> _LIST OF TASKS_
1 - Please summarize the Social Security appeal opinion in two sentences.
2 - Resume the Social Security appeal opinion, picking up right after its final sentence.

> _PASSAGE PROVIDED_
━━━━
Opinion
1:21-cv-877-SI
10-04-2022
AARON I.,[1] Plaintiff, v. KILOLO KIJAKAZI, Acting Commissioner of Social Security, Defendant.
OPINION AND ORDER
Michael H. Simon, District Judge.
Aaron I. brings this appeal challenging the Commissioner of the Social Security Administration's (Commissioner) denial of his applications for Disability Insurance Benefits (DIB) and Supplemental Security Income (SSI) under Titles II and XVI of the Social Security Act (Act). The Court has jurisdiction to hear this appeal pursuant to 42 U.S.C. § 1383(c)(3), which incorporates the review provisions of 42 U.S.C. § 405(g). For the reasons explained below, the Commissioner's decision is affirmed.
━━━━
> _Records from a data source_

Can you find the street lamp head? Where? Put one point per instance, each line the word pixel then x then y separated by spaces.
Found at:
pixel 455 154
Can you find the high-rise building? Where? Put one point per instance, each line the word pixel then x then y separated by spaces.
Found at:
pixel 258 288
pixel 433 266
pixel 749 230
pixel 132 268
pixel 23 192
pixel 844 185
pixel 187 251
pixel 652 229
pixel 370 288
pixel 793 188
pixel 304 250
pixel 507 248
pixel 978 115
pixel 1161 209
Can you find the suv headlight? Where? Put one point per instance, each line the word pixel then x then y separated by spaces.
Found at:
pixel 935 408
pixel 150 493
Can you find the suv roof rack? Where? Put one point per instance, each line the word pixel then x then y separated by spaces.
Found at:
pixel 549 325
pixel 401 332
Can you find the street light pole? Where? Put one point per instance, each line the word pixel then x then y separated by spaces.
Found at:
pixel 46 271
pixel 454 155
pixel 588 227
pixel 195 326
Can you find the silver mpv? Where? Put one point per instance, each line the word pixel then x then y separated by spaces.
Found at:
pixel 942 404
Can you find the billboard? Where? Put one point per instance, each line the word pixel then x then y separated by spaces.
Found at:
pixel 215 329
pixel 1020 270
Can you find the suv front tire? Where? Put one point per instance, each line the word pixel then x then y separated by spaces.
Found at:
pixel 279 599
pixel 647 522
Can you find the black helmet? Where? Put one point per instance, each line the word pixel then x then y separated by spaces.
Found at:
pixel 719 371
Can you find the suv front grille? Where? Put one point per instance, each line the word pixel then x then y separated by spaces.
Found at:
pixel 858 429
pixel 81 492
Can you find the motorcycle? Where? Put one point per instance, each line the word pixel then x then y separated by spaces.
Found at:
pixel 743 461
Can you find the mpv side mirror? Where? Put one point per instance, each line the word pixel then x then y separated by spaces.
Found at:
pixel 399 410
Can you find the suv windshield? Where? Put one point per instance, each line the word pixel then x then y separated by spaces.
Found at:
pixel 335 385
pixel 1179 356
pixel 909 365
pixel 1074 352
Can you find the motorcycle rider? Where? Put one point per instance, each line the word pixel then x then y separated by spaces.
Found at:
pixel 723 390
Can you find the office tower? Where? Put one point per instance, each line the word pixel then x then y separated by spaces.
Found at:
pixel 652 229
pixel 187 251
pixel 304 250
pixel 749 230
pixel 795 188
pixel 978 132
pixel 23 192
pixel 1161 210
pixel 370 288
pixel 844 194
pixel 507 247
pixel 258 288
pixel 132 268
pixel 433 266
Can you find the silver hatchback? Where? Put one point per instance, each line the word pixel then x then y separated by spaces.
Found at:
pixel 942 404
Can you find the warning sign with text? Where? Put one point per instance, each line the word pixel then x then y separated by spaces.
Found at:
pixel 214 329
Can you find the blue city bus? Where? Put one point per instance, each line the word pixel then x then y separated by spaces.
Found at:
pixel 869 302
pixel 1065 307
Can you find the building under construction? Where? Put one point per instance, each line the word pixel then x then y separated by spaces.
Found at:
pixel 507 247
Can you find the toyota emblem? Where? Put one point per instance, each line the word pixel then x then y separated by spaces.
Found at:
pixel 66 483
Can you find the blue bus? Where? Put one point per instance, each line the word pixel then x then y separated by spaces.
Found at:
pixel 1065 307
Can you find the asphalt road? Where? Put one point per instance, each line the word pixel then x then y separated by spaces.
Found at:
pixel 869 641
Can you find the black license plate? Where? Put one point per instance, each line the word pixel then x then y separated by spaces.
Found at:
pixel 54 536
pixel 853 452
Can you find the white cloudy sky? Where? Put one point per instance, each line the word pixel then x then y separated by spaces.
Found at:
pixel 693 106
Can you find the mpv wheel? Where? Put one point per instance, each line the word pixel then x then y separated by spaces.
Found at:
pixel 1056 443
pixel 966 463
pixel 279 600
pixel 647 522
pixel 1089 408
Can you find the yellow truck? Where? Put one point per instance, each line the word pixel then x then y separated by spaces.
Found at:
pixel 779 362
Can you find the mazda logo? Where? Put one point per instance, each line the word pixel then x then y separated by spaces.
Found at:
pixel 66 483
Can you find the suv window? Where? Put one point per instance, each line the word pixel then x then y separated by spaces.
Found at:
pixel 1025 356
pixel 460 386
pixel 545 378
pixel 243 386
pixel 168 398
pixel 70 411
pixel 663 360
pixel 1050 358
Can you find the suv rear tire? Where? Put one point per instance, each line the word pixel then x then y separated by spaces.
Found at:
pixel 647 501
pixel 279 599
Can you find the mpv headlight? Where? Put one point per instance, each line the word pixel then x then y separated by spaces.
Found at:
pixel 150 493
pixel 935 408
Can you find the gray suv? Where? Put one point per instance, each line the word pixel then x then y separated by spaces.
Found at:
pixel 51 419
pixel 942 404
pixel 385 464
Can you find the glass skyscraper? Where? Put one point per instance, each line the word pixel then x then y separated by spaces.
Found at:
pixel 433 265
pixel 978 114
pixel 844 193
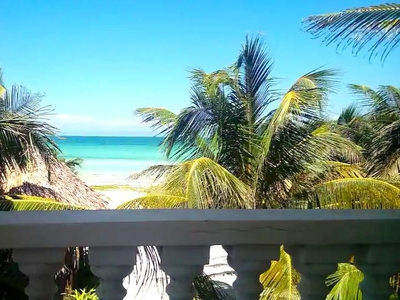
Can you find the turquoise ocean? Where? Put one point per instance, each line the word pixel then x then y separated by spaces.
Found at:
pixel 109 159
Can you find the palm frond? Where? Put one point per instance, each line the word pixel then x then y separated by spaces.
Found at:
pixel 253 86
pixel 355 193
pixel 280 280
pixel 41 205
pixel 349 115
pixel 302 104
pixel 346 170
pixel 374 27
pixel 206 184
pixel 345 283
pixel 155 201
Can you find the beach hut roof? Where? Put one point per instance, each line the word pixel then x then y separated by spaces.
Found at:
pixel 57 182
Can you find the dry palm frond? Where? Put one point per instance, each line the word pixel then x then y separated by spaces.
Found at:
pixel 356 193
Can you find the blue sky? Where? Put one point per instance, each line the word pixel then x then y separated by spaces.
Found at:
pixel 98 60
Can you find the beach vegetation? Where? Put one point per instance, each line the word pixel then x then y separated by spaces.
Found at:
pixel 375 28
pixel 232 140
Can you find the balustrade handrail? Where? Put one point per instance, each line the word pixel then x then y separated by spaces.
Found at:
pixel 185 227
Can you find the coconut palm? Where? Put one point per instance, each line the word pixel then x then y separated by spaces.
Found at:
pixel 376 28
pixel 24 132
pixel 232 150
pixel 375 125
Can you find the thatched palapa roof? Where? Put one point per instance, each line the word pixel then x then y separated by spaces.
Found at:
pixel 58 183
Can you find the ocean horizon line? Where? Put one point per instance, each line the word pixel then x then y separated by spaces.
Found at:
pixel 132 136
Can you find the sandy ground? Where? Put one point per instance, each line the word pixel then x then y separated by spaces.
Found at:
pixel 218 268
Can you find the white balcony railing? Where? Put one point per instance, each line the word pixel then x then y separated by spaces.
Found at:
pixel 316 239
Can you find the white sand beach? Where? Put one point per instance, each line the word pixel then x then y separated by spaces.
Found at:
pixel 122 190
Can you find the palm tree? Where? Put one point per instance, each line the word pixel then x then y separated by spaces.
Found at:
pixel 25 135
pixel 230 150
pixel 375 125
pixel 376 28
━━━━
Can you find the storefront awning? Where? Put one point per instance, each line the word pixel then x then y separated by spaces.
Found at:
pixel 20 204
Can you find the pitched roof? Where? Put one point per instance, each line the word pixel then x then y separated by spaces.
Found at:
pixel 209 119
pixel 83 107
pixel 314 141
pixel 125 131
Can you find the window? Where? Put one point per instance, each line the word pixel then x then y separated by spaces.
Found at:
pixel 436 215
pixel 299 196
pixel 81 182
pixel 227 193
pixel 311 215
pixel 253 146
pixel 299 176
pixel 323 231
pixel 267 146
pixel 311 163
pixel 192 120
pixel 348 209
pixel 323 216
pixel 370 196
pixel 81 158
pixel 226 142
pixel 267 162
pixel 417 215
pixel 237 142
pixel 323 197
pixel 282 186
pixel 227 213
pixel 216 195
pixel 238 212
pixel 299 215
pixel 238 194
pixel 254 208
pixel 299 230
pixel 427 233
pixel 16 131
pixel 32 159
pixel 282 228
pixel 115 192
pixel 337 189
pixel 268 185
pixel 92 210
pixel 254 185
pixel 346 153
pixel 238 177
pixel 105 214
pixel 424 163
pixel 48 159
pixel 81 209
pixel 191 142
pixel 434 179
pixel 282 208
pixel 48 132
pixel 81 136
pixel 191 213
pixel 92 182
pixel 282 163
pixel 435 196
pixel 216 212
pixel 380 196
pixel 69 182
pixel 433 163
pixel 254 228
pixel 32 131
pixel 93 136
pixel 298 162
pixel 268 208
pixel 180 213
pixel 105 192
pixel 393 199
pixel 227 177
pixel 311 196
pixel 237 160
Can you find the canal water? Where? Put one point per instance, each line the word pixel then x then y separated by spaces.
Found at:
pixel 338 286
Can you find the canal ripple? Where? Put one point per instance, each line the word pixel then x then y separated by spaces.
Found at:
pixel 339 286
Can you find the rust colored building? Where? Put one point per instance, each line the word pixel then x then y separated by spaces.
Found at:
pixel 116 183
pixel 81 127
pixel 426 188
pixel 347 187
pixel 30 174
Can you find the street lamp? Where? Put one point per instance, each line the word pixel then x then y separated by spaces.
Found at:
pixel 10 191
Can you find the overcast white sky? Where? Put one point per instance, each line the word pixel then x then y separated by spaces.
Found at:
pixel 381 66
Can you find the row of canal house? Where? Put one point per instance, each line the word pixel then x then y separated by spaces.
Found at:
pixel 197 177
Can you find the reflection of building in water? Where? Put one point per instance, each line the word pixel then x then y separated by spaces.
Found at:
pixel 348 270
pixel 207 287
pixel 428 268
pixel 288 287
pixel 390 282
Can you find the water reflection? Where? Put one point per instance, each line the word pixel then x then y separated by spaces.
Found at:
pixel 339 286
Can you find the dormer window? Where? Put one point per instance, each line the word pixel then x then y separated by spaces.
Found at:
━━━━
> _ANSWERS FOR THE EXERCISE_
1 - Aaron I. appeals the Commissioner of the Social Security Administration's denial of his applications for Disability Insurance Benefits and Supplemental Security Income under Titles II and XVI of the Social Security Act. The Court has jurisdiction under 42 U.S.C. § 1383(c)(3), which incorporates the review provisions of 42 U.S.C. § 405(g), and it affirms the Commissioner's decision.

2 -
STANDARD OF REVIEW
A district court may set aside a denial of benefits only if the Commissioner's findings are “‘not supported by substantial evidence or [are] based on legal error.'” Bray v. Comm'r Soc. Sec. Admin., 554 F.3d 1219, 1222 (9th Cir. 2009) (quoting Robbins v. Soc. Sec. Admin., 466 F.3d 880, 882 (9th Cir. 2006)). Substantial evidence is defined as “‘more than a mere scintilla [of evidence] but less than a preponderance; it is such relevant evidence as a reasonable mind might accept as adequate to support a conclusion.'” Id. (quoting Andrews v. Shalala, 53 F.3d 1035, 1039 (9th Cir. 1995)).
The district court “cannot affirm the Commissioner's decision ‘simply by isolating a specific quantum of supporting evidence.'” Holohan v. Massanari, 246 F.3d 1195, 1201 (9th Cir. 2001) (quoting Tackett v. Apfel, 180 F.3d 1094, 1098 (9th Cir. 1999)). Instead, the district court must consider the entire record, weighing the evidence that both supports and detracts from the Commissioner's conclusions. Id. When the record as a whole can support either a grant or a denial of Social Security benefits, the district court “‘may not substitute [its] judgment for the [Commissioner's].'” Bray, 554 F.3d at 1222 (quoting Massachi v. Astrue, 486 F.3d 1149, 1152 (9th Cir. 2007)).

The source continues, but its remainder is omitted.